- **Task**: With every mark kept, transcribe all of the records.

________________________________________

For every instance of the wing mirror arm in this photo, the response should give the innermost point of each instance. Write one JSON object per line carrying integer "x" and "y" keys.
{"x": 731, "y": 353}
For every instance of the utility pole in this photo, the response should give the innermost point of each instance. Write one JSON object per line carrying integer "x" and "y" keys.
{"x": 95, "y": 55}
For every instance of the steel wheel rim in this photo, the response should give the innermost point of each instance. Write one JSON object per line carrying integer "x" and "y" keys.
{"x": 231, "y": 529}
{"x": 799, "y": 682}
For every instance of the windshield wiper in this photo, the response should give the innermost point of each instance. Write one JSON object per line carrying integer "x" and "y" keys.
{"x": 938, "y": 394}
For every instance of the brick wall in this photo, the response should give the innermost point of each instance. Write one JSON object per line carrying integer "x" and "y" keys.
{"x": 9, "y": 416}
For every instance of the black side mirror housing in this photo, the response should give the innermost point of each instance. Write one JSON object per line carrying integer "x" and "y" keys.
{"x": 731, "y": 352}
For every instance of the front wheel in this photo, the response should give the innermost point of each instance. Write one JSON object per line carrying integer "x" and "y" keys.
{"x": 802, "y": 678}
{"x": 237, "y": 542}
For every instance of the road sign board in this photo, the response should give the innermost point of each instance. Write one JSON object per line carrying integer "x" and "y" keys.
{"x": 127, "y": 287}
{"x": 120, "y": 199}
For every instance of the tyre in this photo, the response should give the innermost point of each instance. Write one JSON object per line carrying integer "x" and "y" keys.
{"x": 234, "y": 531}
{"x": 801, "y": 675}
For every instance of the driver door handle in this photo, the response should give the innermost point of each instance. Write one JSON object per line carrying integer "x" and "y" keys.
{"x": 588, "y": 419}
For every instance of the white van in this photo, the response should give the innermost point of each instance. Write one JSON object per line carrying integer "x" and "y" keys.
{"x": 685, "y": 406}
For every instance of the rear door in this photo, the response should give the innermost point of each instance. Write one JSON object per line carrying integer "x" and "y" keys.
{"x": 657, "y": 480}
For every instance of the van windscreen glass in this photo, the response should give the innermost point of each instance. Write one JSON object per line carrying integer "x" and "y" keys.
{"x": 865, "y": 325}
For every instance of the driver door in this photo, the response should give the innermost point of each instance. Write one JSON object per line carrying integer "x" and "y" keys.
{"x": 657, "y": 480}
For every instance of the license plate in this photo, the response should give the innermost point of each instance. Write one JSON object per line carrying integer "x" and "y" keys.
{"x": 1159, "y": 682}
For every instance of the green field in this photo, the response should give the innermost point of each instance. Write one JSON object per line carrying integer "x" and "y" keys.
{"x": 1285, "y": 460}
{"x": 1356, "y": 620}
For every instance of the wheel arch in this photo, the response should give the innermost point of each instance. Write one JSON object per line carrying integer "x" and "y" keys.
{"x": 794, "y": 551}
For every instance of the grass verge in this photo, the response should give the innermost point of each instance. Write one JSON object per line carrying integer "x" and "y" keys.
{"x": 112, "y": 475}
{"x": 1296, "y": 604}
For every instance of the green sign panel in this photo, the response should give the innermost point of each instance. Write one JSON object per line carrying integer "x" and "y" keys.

________________________________________

- **Solution to the problem**:
For every instance of the wing mirror arm in this photo, the response should give the innermost point of each instance. Write one JSON object per line carrying integer "x" and "y" keys.
{"x": 731, "y": 353}
For every instance of the utility pole in this photo, the response should give the innermost point of each instance. Write one JSON object per line carrying integer "x" and "y" keys.
{"x": 95, "y": 55}
For every instance of the steel wheel rim in this photo, the response should give the innermost point of each instance. Write one JSON object per line carrying integer "x" and "y" keys.
{"x": 231, "y": 529}
{"x": 799, "y": 682}
For every instance of the windshield wiper in this photo, the response should give the innermost point of each instance. Write one JSON object per line carrying integer "x" and "y" keys.
{"x": 938, "y": 394}
For every instance of the brick wall in this photo, the response should give the innermost point of each instance. Write one JSON object per line carrying integer "x" and "y" keys.
{"x": 9, "y": 416}
For every instance of the black side mirror housing in this photo, the response should give the innermost point of each instance. Write one JSON object per line carrying integer "x" and "y" keys.
{"x": 731, "y": 352}
For every instance of the front wheel in this photo, the response should give the innermost point of each instance. Write one JSON object per line carrying integer "x" and "y" keys.
{"x": 802, "y": 678}
{"x": 237, "y": 542}
For every instance of the road sign board in this photo, the response should give the innermost point of each instance. Write one JSON object per line carrying integer "x" and "y" keys.
{"x": 127, "y": 287}
{"x": 120, "y": 199}
For every instance of the tyre in this photo, the response should give the innermost point of each instance. Write one JSON object per line carrying integer "x" and "y" keys.
{"x": 234, "y": 531}
{"x": 801, "y": 675}
For every instance of the driver door handle in this photo, the response should give the innermost point of each instance. Write one JSON object per line carrying integer "x" and "y" keys.
{"x": 588, "y": 419}
For every instance of the white van in this photo, the response should give the innermost point of each instance. Write one JSON object per line carrying integer "x" and "y" keys.
{"x": 685, "y": 406}
For every instance of the rear door in this photo, the response should give the innermost point of each instance. Write one JSON object per line carrying integer "x" and "y" keys.
{"x": 657, "y": 480}
For every instance of the van windscreen glass in this photo, the response should give the innermost point of each instance. Write one JSON object per line carrying integer "x" and "y" keys.
{"x": 865, "y": 325}
For every instance of the driver door in this photo, the response should give the innermost point of each instance. Write one JSON object per line carrying integer "x" and "y" keys.
{"x": 657, "y": 480}
For every instance of the license plate in this photo, the response should give the innermost point of each instance. Write one JSON object per line carrying integer "x" and "y" keys.
{"x": 1159, "y": 682}
For every instance of the green field in this photo, the response should give the innermost point of each instance. Write one JSON object per line carrying integer "x" and "y" keys.
{"x": 1285, "y": 460}
{"x": 1356, "y": 620}
For every instance of the wheel arch in this photo, the response should give the innermost point of each instance. Write one JSON object per line carrying integer "x" and "y" keys.
{"x": 794, "y": 551}
For every instance of the grass verge in this photo, the response should give the innermost point of each instance. Write one JSON object per line carrying integer "x" and "y" keys.
{"x": 112, "y": 475}
{"x": 1296, "y": 604}
For every instance of the green sign panel in this photo, the response should give the innermost point of each instance. Write one JSON object per line carrying integer "x" and "y" keys.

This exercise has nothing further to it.